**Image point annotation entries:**
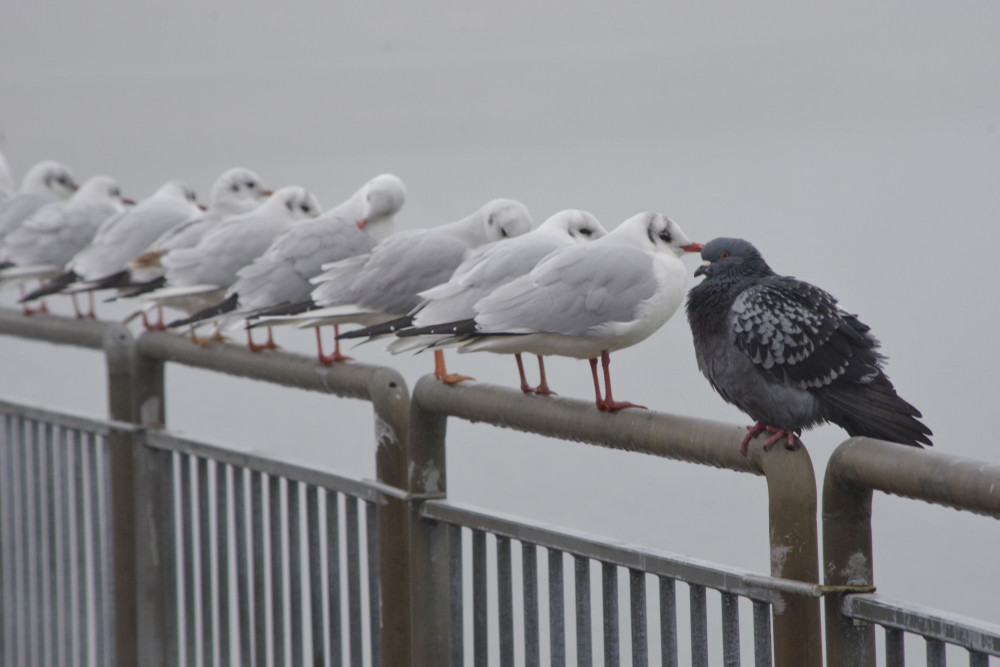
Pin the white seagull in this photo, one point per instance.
(46, 182)
(279, 278)
(198, 277)
(588, 300)
(485, 270)
(42, 245)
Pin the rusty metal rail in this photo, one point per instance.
(858, 467)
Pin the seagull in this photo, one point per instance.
(280, 276)
(49, 238)
(587, 300)
(783, 352)
(120, 238)
(235, 192)
(46, 182)
(198, 277)
(385, 284)
(486, 269)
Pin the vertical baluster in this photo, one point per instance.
(668, 622)
(205, 520)
(730, 630)
(189, 530)
(505, 601)
(353, 578)
(609, 588)
(243, 574)
(222, 559)
(455, 596)
(297, 631)
(762, 634)
(584, 642)
(699, 626)
(374, 595)
(276, 549)
(315, 575)
(335, 623)
(257, 535)
(894, 652)
(557, 611)
(637, 600)
(935, 652)
(480, 636)
(529, 575)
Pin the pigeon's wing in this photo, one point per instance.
(795, 333)
(572, 292)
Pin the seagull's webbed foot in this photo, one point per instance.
(442, 374)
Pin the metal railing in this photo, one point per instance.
(205, 554)
(858, 467)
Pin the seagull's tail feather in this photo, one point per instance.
(57, 284)
(284, 309)
(455, 328)
(136, 289)
(229, 304)
(875, 410)
(384, 329)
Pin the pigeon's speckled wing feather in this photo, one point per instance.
(795, 333)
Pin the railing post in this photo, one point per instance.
(142, 509)
(391, 403)
(791, 487)
(429, 574)
(119, 349)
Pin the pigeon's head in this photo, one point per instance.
(237, 190)
(505, 218)
(731, 257)
(293, 201)
(665, 234)
(578, 225)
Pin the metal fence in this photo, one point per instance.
(123, 544)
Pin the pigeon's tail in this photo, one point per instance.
(229, 304)
(135, 289)
(384, 329)
(456, 328)
(875, 410)
(57, 284)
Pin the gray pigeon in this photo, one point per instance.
(783, 352)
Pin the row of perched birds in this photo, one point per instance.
(778, 348)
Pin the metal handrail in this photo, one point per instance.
(858, 467)
(789, 474)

**Stated exercise:** Reproduce all of the lines above word for word, omitting the pictures from your answer.

**The response:**
Pin the white seagull in this photo, one point per instance.
(46, 182)
(279, 278)
(198, 277)
(588, 300)
(485, 270)
(42, 245)
Pin the rusty metal rail in this photo, one point per instance.
(858, 467)
Pin the seagull in this photo, one point per instance.
(280, 276)
(49, 238)
(587, 300)
(783, 352)
(120, 238)
(235, 192)
(46, 182)
(198, 277)
(385, 284)
(486, 269)
Pin the vertical baluster in this photo, one point per instance.
(668, 622)
(205, 520)
(730, 630)
(189, 530)
(505, 601)
(353, 578)
(609, 588)
(243, 574)
(222, 559)
(455, 596)
(297, 631)
(762, 634)
(584, 642)
(699, 626)
(374, 595)
(276, 549)
(315, 575)
(335, 623)
(257, 535)
(894, 652)
(557, 611)
(637, 600)
(935, 652)
(480, 636)
(529, 575)
Pin the pigeon's wing in this photo, one point per instance.
(795, 333)
(572, 292)
Pin the seagull's webbed foot in this photo, one point per instance.
(442, 374)
Pin the metal railing in this photo, one point per instance.
(205, 554)
(858, 467)
Pin the seagull's tail feather in this photo, one point per instance.
(57, 284)
(284, 309)
(455, 328)
(136, 289)
(229, 304)
(875, 410)
(384, 329)
Pin the pigeon's speckled wing feather in this photo, one point per instance.
(795, 333)
Pin the railing post in this photo, one point per instance.
(142, 509)
(391, 403)
(791, 487)
(429, 574)
(119, 349)
Pin the pigeon's head in this photo, one point per instance.
(237, 190)
(505, 218)
(731, 257)
(293, 201)
(665, 234)
(578, 225)
Pin the metal fence in this photo, one point per instance.
(123, 544)
Pin the pigeon's tail in this photo, one point per instance.
(229, 304)
(135, 289)
(384, 329)
(456, 328)
(875, 410)
(57, 284)
Pin the gray pigeon in this photo, one point per instance.
(783, 352)
Pin the row of perched birds in this photo, one point per instance.
(778, 348)
Pin the metal handrail in this photo, one point per instance.
(858, 467)
(789, 474)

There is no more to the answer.